Work to complete — Determine how many lines in the records include "forearm". Write the number and nothing more.
(Records for the task)
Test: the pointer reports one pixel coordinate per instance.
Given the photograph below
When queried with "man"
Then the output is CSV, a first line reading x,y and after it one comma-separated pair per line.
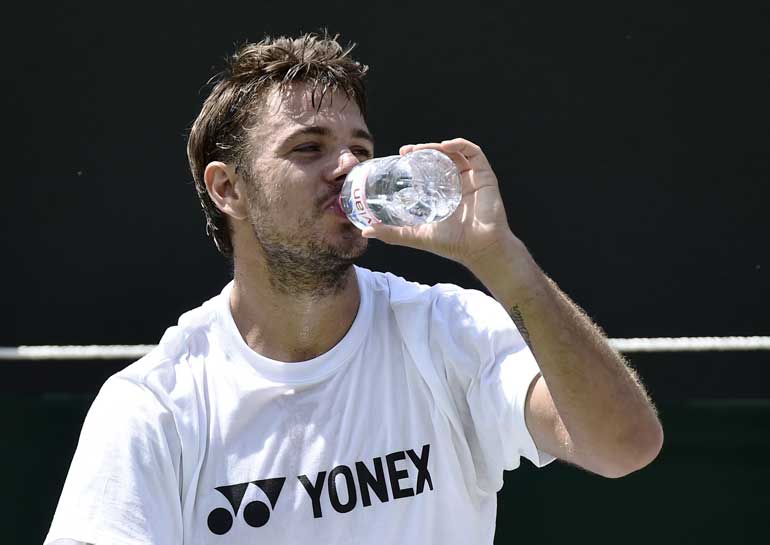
x,y
317,402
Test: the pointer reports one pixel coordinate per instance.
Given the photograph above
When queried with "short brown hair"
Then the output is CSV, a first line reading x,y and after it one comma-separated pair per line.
x,y
220,130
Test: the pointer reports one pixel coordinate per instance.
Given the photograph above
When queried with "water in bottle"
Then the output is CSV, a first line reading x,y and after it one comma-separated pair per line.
x,y
419,187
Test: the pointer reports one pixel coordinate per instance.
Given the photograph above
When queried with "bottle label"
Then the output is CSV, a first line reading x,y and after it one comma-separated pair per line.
x,y
358,193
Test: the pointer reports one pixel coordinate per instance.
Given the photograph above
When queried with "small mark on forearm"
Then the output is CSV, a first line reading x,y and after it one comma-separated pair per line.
x,y
518,319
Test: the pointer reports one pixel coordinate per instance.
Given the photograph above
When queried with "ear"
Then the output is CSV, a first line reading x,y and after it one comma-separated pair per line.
x,y
225,187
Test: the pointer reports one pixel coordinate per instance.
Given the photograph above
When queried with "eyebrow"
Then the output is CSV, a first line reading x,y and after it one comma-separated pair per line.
x,y
323,131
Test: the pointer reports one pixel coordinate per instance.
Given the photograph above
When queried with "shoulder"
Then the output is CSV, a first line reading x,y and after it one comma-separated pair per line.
x,y
443,298
445,305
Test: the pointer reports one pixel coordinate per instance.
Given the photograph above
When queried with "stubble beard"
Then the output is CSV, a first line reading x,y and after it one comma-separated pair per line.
x,y
300,262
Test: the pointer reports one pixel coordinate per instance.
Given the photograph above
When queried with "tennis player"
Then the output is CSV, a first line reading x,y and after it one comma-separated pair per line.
x,y
314,401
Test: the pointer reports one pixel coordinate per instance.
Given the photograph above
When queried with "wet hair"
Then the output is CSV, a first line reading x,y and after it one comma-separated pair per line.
x,y
220,132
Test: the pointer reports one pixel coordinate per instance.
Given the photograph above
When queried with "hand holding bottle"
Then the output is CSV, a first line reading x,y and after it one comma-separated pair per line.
x,y
475,229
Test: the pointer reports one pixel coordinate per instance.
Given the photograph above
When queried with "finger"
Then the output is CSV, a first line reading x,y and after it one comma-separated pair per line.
x,y
463,165
469,150
402,236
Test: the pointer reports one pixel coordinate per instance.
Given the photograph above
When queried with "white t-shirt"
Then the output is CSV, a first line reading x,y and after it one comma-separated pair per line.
x,y
398,434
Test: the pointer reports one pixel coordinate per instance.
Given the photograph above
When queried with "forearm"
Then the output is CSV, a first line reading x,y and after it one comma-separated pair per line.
x,y
608,418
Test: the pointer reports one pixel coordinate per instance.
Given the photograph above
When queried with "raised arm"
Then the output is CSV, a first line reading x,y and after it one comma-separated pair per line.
x,y
588,407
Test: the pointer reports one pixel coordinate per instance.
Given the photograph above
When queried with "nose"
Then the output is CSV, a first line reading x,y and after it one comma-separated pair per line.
x,y
346,160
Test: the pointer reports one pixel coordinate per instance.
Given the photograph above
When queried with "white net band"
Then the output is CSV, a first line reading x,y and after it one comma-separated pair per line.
x,y
128,352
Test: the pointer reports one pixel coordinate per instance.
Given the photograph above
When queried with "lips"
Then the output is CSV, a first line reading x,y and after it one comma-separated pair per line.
x,y
333,202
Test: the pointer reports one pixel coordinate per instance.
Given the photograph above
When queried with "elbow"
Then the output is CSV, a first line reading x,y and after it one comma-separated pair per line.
x,y
634,453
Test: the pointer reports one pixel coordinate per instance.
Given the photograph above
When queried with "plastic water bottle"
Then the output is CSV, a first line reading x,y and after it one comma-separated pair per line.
x,y
419,187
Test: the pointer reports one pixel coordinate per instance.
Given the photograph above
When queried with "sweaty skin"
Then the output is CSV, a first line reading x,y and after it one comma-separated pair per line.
x,y
587,407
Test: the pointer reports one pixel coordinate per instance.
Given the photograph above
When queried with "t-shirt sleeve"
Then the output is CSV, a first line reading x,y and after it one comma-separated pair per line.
x,y
123,483
489,370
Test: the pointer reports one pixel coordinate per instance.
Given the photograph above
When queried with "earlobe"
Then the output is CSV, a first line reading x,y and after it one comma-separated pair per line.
x,y
222,184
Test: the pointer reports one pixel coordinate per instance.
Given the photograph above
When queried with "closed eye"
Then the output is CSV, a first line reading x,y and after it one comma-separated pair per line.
x,y
307,148
362,153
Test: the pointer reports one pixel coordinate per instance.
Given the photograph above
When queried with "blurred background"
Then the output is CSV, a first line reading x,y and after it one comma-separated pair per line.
x,y
632,143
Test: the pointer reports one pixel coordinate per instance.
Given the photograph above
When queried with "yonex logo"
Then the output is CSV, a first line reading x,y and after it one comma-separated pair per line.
x,y
397,475
255,513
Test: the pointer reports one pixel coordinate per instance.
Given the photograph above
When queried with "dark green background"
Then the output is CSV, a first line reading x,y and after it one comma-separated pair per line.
x,y
631,140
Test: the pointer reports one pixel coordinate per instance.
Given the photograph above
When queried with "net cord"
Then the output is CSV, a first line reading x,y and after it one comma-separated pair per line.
x,y
129,352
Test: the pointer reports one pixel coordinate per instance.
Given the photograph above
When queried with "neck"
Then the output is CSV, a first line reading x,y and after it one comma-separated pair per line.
x,y
288,326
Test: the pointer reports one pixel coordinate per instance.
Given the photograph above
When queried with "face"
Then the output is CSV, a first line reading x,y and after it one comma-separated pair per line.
x,y
299,159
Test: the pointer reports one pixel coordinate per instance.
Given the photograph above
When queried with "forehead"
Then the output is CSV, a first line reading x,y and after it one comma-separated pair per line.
x,y
294,107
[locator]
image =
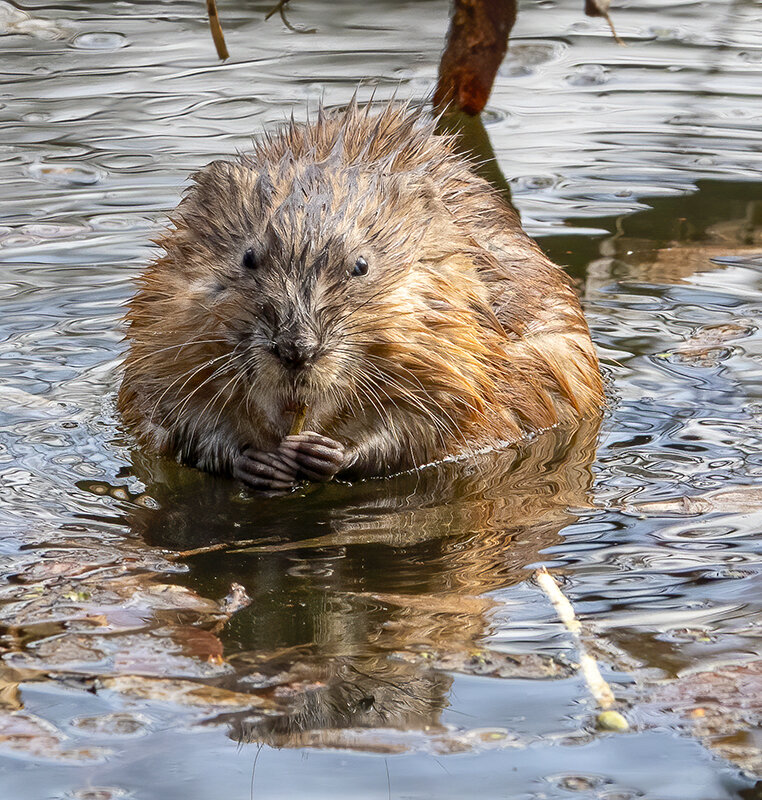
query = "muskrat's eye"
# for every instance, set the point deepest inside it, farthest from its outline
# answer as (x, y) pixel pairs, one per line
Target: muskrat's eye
(361, 267)
(250, 259)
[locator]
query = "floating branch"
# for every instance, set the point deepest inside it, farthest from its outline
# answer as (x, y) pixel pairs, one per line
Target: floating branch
(217, 35)
(476, 44)
(600, 8)
(280, 8)
(608, 719)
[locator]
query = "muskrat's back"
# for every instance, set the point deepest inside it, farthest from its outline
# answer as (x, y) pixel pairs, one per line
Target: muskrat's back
(359, 268)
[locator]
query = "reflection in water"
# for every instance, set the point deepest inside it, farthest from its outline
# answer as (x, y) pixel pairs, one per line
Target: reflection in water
(363, 594)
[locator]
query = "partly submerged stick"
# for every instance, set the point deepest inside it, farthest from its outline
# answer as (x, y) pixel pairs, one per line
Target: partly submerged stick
(601, 691)
(217, 35)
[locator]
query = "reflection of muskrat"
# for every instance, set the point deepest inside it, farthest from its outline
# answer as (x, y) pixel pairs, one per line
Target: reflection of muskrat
(358, 267)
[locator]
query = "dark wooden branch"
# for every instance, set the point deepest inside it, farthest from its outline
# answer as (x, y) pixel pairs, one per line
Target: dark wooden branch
(476, 44)
(217, 34)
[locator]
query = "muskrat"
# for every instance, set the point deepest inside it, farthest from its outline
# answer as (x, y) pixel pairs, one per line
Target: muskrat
(356, 266)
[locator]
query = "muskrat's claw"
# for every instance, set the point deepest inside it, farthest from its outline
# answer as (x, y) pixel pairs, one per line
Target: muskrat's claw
(313, 456)
(262, 470)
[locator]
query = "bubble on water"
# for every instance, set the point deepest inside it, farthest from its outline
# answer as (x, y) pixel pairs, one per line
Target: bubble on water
(116, 724)
(63, 174)
(35, 116)
(51, 230)
(751, 57)
(589, 75)
(524, 58)
(99, 41)
(100, 793)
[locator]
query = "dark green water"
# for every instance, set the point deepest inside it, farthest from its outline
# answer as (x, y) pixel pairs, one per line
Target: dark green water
(395, 644)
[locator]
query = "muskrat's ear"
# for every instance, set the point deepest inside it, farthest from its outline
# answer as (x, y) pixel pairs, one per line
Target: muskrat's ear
(220, 199)
(213, 179)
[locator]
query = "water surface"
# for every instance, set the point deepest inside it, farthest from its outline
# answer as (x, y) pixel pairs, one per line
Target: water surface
(387, 639)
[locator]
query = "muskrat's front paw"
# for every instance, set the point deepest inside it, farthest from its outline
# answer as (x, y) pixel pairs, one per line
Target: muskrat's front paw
(313, 456)
(262, 470)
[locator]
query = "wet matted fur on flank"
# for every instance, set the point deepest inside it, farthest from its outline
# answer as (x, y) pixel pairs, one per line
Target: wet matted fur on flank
(355, 265)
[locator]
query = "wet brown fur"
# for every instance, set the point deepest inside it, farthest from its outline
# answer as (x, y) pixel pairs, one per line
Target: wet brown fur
(463, 335)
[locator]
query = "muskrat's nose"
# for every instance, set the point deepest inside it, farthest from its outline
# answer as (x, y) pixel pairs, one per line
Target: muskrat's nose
(294, 354)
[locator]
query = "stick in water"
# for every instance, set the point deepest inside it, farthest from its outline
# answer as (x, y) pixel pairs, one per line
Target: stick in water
(607, 719)
(217, 35)
(298, 421)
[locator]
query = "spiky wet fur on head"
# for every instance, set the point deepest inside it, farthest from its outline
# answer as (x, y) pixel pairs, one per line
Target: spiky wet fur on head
(460, 334)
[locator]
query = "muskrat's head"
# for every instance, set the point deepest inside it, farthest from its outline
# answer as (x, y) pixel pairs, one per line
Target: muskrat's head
(308, 267)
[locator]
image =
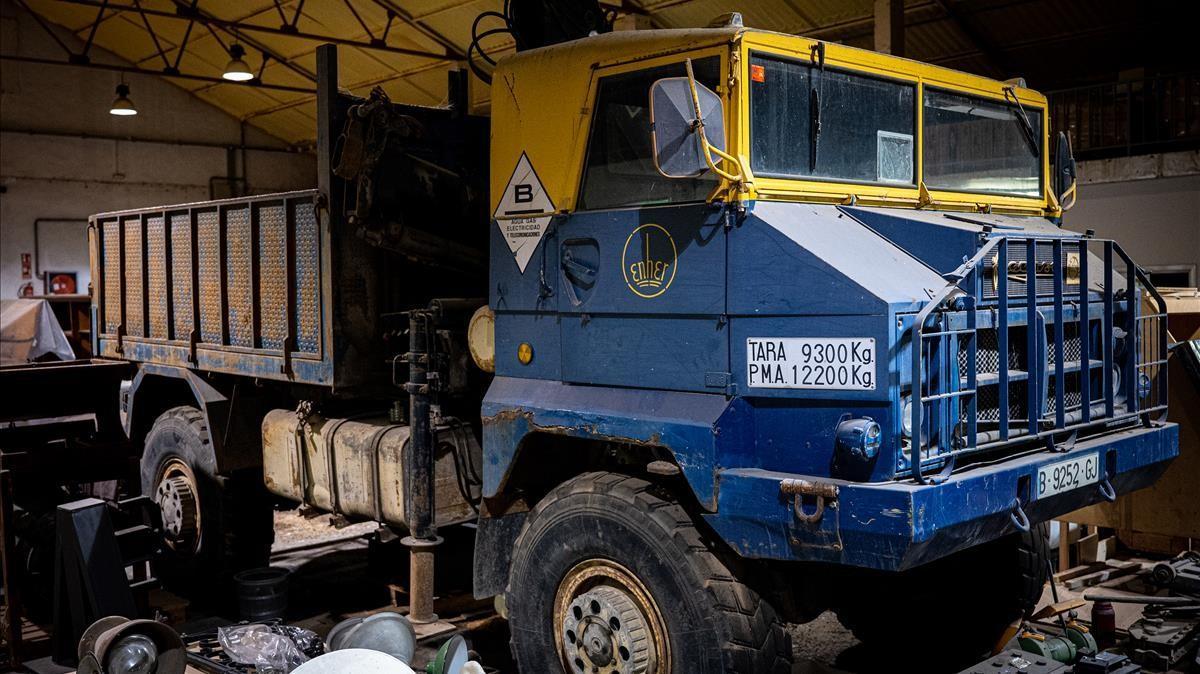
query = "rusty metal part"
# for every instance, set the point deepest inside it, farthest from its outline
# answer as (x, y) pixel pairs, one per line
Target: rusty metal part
(420, 578)
(823, 493)
(179, 501)
(605, 620)
(663, 468)
(605, 632)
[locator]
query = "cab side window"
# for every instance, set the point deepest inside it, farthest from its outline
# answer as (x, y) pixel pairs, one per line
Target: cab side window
(619, 168)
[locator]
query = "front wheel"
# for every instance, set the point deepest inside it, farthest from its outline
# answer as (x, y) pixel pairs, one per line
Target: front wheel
(214, 525)
(611, 575)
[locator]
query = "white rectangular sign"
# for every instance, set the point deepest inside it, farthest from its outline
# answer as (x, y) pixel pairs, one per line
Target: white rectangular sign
(845, 363)
(1067, 475)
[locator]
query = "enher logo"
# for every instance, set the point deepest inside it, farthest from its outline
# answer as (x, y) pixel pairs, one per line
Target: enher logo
(648, 260)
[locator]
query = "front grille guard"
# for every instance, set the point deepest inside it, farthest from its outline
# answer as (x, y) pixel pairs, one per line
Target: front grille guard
(952, 322)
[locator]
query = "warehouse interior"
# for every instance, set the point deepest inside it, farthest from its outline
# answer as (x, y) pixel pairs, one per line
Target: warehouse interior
(293, 107)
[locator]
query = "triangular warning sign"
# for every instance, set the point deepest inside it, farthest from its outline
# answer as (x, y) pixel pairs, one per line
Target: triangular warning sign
(523, 212)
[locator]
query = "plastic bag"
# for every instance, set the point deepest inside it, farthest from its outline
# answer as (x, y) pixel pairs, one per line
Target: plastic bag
(271, 649)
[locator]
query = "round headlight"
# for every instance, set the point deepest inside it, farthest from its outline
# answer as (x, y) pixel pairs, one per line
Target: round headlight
(861, 438)
(906, 416)
(1143, 385)
(136, 654)
(873, 438)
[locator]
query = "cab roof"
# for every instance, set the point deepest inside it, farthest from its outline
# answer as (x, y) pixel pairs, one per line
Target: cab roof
(540, 97)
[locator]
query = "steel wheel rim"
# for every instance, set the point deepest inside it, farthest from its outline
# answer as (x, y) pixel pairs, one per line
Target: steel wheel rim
(606, 579)
(177, 482)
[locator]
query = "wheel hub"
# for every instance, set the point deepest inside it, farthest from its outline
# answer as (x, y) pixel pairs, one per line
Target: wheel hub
(605, 633)
(180, 509)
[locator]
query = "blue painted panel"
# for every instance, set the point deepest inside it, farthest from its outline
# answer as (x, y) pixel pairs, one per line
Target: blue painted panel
(898, 525)
(681, 421)
(641, 294)
(696, 276)
(540, 331)
(651, 351)
(533, 290)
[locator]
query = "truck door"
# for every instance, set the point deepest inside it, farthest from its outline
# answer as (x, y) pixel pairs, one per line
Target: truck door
(641, 283)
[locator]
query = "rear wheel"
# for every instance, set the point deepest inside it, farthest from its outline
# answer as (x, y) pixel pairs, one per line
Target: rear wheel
(611, 575)
(214, 525)
(969, 597)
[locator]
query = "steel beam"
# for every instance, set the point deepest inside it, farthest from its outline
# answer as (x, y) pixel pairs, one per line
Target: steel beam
(889, 26)
(136, 70)
(205, 18)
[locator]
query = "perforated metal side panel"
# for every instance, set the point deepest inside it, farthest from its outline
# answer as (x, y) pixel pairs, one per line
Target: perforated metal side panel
(307, 242)
(181, 274)
(112, 244)
(209, 242)
(239, 286)
(135, 277)
(156, 272)
(273, 276)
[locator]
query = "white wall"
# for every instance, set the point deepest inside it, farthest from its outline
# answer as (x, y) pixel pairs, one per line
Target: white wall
(1149, 204)
(53, 164)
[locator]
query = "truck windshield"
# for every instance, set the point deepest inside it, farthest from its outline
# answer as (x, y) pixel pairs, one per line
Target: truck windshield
(814, 122)
(978, 145)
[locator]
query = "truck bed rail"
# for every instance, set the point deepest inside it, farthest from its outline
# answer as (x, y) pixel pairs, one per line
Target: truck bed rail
(996, 362)
(231, 286)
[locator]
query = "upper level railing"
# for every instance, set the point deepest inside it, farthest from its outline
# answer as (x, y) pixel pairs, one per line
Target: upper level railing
(1020, 344)
(1129, 118)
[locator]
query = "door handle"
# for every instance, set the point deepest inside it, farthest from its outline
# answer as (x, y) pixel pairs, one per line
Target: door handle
(579, 271)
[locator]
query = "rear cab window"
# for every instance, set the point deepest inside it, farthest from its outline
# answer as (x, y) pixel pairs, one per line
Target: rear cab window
(867, 124)
(619, 168)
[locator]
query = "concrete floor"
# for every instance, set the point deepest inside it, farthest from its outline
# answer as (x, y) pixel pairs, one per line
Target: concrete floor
(313, 549)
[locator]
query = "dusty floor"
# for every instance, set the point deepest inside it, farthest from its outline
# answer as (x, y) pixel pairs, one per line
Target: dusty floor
(311, 547)
(337, 570)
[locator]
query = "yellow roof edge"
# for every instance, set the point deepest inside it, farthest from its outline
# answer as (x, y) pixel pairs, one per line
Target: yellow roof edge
(621, 46)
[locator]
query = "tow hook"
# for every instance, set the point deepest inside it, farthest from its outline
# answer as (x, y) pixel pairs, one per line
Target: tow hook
(799, 488)
(1018, 516)
(1107, 489)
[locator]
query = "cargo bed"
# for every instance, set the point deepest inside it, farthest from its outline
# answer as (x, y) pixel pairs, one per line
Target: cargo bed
(232, 286)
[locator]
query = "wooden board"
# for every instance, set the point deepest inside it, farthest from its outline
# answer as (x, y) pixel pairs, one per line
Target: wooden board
(1170, 506)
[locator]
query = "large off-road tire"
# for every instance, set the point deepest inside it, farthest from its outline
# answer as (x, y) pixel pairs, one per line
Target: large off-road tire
(214, 525)
(611, 575)
(965, 600)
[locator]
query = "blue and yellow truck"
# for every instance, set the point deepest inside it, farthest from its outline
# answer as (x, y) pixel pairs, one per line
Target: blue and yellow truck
(705, 332)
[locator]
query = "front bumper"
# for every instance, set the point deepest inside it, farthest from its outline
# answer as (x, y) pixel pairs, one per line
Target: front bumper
(898, 525)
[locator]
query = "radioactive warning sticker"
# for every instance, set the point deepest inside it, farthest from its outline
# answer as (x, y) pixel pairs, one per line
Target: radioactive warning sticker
(525, 212)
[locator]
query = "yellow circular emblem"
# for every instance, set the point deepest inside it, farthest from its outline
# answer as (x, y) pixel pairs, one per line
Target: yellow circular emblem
(End Records for the task)
Solution for this task — 2